Required action:
Each entry below should be echoed exactly, with pictures omitted.

····················

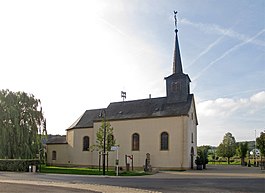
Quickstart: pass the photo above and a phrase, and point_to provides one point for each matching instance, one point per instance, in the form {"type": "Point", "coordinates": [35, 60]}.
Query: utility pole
{"type": "Point", "coordinates": [103, 114]}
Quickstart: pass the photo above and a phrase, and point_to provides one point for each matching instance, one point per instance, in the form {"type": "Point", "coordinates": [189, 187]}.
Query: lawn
{"type": "Point", "coordinates": [86, 171]}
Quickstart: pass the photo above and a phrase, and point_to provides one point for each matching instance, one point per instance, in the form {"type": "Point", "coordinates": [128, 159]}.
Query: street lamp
{"type": "Point", "coordinates": [103, 114]}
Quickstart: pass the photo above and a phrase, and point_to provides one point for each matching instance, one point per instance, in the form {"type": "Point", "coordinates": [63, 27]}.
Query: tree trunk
{"type": "Point", "coordinates": [242, 161]}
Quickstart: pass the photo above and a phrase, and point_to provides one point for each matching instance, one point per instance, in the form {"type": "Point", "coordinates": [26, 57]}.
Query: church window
{"type": "Point", "coordinates": [135, 142]}
{"type": "Point", "coordinates": [110, 140]}
{"type": "Point", "coordinates": [85, 143]}
{"type": "Point", "coordinates": [164, 141]}
{"type": "Point", "coordinates": [53, 155]}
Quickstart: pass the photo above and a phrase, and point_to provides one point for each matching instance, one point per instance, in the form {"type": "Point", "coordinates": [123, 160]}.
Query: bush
{"type": "Point", "coordinates": [17, 165]}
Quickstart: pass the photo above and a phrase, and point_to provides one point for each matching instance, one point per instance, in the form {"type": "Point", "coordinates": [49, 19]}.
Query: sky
{"type": "Point", "coordinates": [80, 55]}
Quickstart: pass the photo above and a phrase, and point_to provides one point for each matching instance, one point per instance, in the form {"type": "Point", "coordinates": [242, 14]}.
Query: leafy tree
{"type": "Point", "coordinates": [21, 124]}
{"type": "Point", "coordinates": [228, 147]}
{"type": "Point", "coordinates": [202, 152]}
{"type": "Point", "coordinates": [110, 140]}
{"type": "Point", "coordinates": [261, 143]}
{"type": "Point", "coordinates": [242, 150]}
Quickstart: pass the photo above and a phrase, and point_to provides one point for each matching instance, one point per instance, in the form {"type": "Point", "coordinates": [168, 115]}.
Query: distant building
{"type": "Point", "coordinates": [164, 127]}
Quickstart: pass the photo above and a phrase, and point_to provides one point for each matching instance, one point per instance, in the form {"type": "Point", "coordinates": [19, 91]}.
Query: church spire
{"type": "Point", "coordinates": [177, 65]}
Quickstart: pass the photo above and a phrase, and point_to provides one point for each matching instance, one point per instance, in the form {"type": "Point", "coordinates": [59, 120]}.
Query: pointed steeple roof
{"type": "Point", "coordinates": [177, 65]}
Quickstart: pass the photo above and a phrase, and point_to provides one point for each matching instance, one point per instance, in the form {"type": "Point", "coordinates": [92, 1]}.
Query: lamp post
{"type": "Point", "coordinates": [103, 114]}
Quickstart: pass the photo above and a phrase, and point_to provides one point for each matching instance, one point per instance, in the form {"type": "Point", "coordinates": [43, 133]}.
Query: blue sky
{"type": "Point", "coordinates": [79, 55]}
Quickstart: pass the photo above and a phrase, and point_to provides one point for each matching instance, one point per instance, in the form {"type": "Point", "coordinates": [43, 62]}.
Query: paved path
{"type": "Point", "coordinates": [214, 179]}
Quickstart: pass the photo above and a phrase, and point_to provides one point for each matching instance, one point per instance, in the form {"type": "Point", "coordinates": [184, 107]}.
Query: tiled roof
{"type": "Point", "coordinates": [57, 139]}
{"type": "Point", "coordinates": [136, 109]}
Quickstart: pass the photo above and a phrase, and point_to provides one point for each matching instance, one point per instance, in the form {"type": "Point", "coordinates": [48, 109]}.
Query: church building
{"type": "Point", "coordinates": [165, 128]}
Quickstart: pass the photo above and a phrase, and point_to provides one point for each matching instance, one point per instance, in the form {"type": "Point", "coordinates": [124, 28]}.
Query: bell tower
{"type": "Point", "coordinates": [177, 84]}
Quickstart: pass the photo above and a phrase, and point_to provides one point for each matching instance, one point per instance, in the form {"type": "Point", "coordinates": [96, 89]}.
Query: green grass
{"type": "Point", "coordinates": [86, 171]}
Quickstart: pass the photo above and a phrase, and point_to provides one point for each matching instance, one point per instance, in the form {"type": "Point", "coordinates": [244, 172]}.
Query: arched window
{"type": "Point", "coordinates": [164, 141]}
{"type": "Point", "coordinates": [135, 142]}
{"type": "Point", "coordinates": [85, 143]}
{"type": "Point", "coordinates": [53, 155]}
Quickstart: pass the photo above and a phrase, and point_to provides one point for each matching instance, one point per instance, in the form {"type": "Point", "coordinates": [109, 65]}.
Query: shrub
{"type": "Point", "coordinates": [15, 165]}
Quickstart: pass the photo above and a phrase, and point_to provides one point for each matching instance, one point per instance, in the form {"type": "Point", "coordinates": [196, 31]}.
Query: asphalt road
{"type": "Point", "coordinates": [10, 187]}
{"type": "Point", "coordinates": [228, 179]}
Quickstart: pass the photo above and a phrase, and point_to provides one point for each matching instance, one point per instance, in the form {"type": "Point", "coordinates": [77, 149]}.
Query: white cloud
{"type": "Point", "coordinates": [239, 116]}
{"type": "Point", "coordinates": [235, 47]}
{"type": "Point", "coordinates": [216, 29]}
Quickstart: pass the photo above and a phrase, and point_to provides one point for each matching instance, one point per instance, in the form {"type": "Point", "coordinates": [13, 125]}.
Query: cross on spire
{"type": "Point", "coordinates": [177, 65]}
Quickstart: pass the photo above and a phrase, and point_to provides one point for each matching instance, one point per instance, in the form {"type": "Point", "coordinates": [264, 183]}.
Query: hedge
{"type": "Point", "coordinates": [17, 165]}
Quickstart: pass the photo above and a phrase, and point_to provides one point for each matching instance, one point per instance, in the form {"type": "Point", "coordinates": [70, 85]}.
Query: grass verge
{"type": "Point", "coordinates": [86, 171]}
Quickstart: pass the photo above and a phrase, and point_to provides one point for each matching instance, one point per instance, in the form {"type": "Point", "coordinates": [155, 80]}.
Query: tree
{"type": "Point", "coordinates": [242, 150]}
{"type": "Point", "coordinates": [261, 143]}
{"type": "Point", "coordinates": [202, 152]}
{"type": "Point", "coordinates": [21, 123]}
{"type": "Point", "coordinates": [228, 147]}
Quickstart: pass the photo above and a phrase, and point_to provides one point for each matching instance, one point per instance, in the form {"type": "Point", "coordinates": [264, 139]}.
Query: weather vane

····················

Solution to this exercise:
Quickstart: pass the photo above and a phrase, and point_to provides one point for each matching instance, one point per instance, in the form {"type": "Point", "coordinates": [35, 60]}.
Query: utility pole
{"type": "Point", "coordinates": [103, 114]}
Quickstart: pass the photo above and a phrase, and point_to provides one point for each matching instance, one point per instance, in the form {"type": "Point", "coordinates": [189, 187]}.
Query: lawn
{"type": "Point", "coordinates": [86, 171]}
Quickstart: pass the photo above and a phrase, and point_to provides one point for each matching instance, one point per instance, in the form {"type": "Point", "coordinates": [128, 159]}.
Query: street lamp
{"type": "Point", "coordinates": [103, 114]}
Quickstart: pass the photo above and a phrase, and point_to provides one point for each matching instance, one point per instance, in the form {"type": "Point", "coordinates": [63, 27]}.
Query: tree trunk
{"type": "Point", "coordinates": [242, 161]}
Quickstart: pass the photo above and a phrase, and point_to provides one point for each matching instance, one point per instance, in the form {"type": "Point", "coordinates": [26, 57]}.
Query: church window
{"type": "Point", "coordinates": [135, 142]}
{"type": "Point", "coordinates": [110, 140]}
{"type": "Point", "coordinates": [85, 143]}
{"type": "Point", "coordinates": [164, 141]}
{"type": "Point", "coordinates": [53, 155]}
Quickstart: pass the photo above and a phrase, and point_to provides one point for each matching instance, one point per instance, in the form {"type": "Point", "coordinates": [123, 160]}.
Query: bush
{"type": "Point", "coordinates": [17, 165]}
Quickstart: pass the photo above and a phrase, and point_to provides one point for each matching instance, one point per instance, in the form {"type": "Point", "coordinates": [49, 19]}.
Query: sky
{"type": "Point", "coordinates": [80, 55]}
Quickstart: pass the photo above and a phrase, and point_to provides one point for each matching instance, one point per instance, in the form {"type": "Point", "coordinates": [242, 14]}.
Query: leafy tree
{"type": "Point", "coordinates": [21, 124]}
{"type": "Point", "coordinates": [228, 147]}
{"type": "Point", "coordinates": [202, 152]}
{"type": "Point", "coordinates": [110, 140]}
{"type": "Point", "coordinates": [261, 143]}
{"type": "Point", "coordinates": [242, 150]}
Quickstart: pass the photo above and a phrase, and point_to provides one point for each matching instance, one point per instance, in the form {"type": "Point", "coordinates": [168, 115]}.
Query: distant building
{"type": "Point", "coordinates": [164, 127]}
Quickstart: pass the photo above and a phrase, and point_to provides one point for each matching instance, one point per instance, in the form {"type": "Point", "coordinates": [19, 91]}.
Query: church spire
{"type": "Point", "coordinates": [177, 65]}
Quickstart: pass the photo above and a phrase, and point_to provides one point for each matching instance, one point per instance, in the form {"type": "Point", "coordinates": [59, 120]}.
Query: pointed steeple roof
{"type": "Point", "coordinates": [177, 65]}
Quickstart: pass the photo above and a phrase, and point_to provides one point for each matching instance, one point per instance, in the form {"type": "Point", "coordinates": [92, 1]}.
Query: lamp post
{"type": "Point", "coordinates": [103, 114]}
Quickstart: pass the photo above and a phrase, and point_to provides one point for each matching instance, one point per instance, in the form {"type": "Point", "coordinates": [43, 133]}.
Query: blue sky
{"type": "Point", "coordinates": [79, 55]}
Quickstart: pass the photo above and a phrase, and point_to provides one point for each matching instance, one point per instance, in the form {"type": "Point", "coordinates": [43, 62]}.
Query: paved path
{"type": "Point", "coordinates": [214, 179]}
Quickstart: pass the photo above and a phrase, and point_to provides one point for each matching instance, one point per instance, in the form {"type": "Point", "coordinates": [184, 107]}.
Query: tiled roof
{"type": "Point", "coordinates": [57, 139]}
{"type": "Point", "coordinates": [136, 109]}
Quickstart: pass the photo above and a phrase, and point_to provides one point for each matching instance, one point per instance, in the form {"type": "Point", "coordinates": [48, 109]}.
Query: church building
{"type": "Point", "coordinates": [165, 128]}
Quickstart: pass the photo above and a phrase, and point_to provides one point for each matching instance, one point per instance, in the form {"type": "Point", "coordinates": [124, 28]}.
Query: bell tower
{"type": "Point", "coordinates": [177, 84]}
Quickstart: pass the photo above and a phrase, and point_to provides one point for each matching instance, one point per instance, in the form {"type": "Point", "coordinates": [96, 89]}.
Query: green grass
{"type": "Point", "coordinates": [86, 171]}
Quickstart: pass the photo above and a phrase, and point_to provides one point for each matching instance, one point per instance, in the form {"type": "Point", "coordinates": [244, 172]}.
Query: arched window
{"type": "Point", "coordinates": [164, 141]}
{"type": "Point", "coordinates": [135, 142]}
{"type": "Point", "coordinates": [85, 143]}
{"type": "Point", "coordinates": [53, 155]}
Quickstart: pass the photo above and a phrase, and point_to provides one point for each matching instance, one point per instance, in the form {"type": "Point", "coordinates": [109, 65]}.
Query: shrub
{"type": "Point", "coordinates": [15, 165]}
Quickstart: pass the photo above and a phrase, and point_to provides one point for each matching instance, one point per instance, in the form {"type": "Point", "coordinates": [196, 31]}.
Query: asphalt road
{"type": "Point", "coordinates": [10, 187]}
{"type": "Point", "coordinates": [228, 179]}
Quickstart: pass the photo above and a phrase, and point_to provides one point for each matching instance, one point per instance, in the form {"type": "Point", "coordinates": [77, 149]}.
Query: white cloud
{"type": "Point", "coordinates": [239, 116]}
{"type": "Point", "coordinates": [235, 47]}
{"type": "Point", "coordinates": [216, 29]}
Quickstart: pass the photo above and a phrase, and point_to provides one point for each matching instance, one point per instance, in the form {"type": "Point", "coordinates": [13, 125]}.
Query: cross on spire
{"type": "Point", "coordinates": [177, 65]}
Quickstart: pass the photo above and a phrase, and point_to provides one point for each matching instance, one point per instance, in the form {"type": "Point", "coordinates": [264, 183]}.
Query: hedge
{"type": "Point", "coordinates": [17, 165]}
Quickstart: pass the photo above and a phrase, and point_to provides one point for each matching instance, one point per instance, in the form {"type": "Point", "coordinates": [70, 85]}.
Query: grass verge
{"type": "Point", "coordinates": [86, 171]}
Quickstart: pass the photo above and a phrase, and point_to provides one point for each matching instance, one point per instance, in the form {"type": "Point", "coordinates": [155, 80]}.
Query: tree
{"type": "Point", "coordinates": [242, 150]}
{"type": "Point", "coordinates": [261, 143]}
{"type": "Point", "coordinates": [202, 152]}
{"type": "Point", "coordinates": [21, 123]}
{"type": "Point", "coordinates": [228, 147]}
Quickstart: pass the photo above and a phrase, and point_to provides one point for each matching instance, one point per instance, in the form {"type": "Point", "coordinates": [264, 139]}.
Query: weather vane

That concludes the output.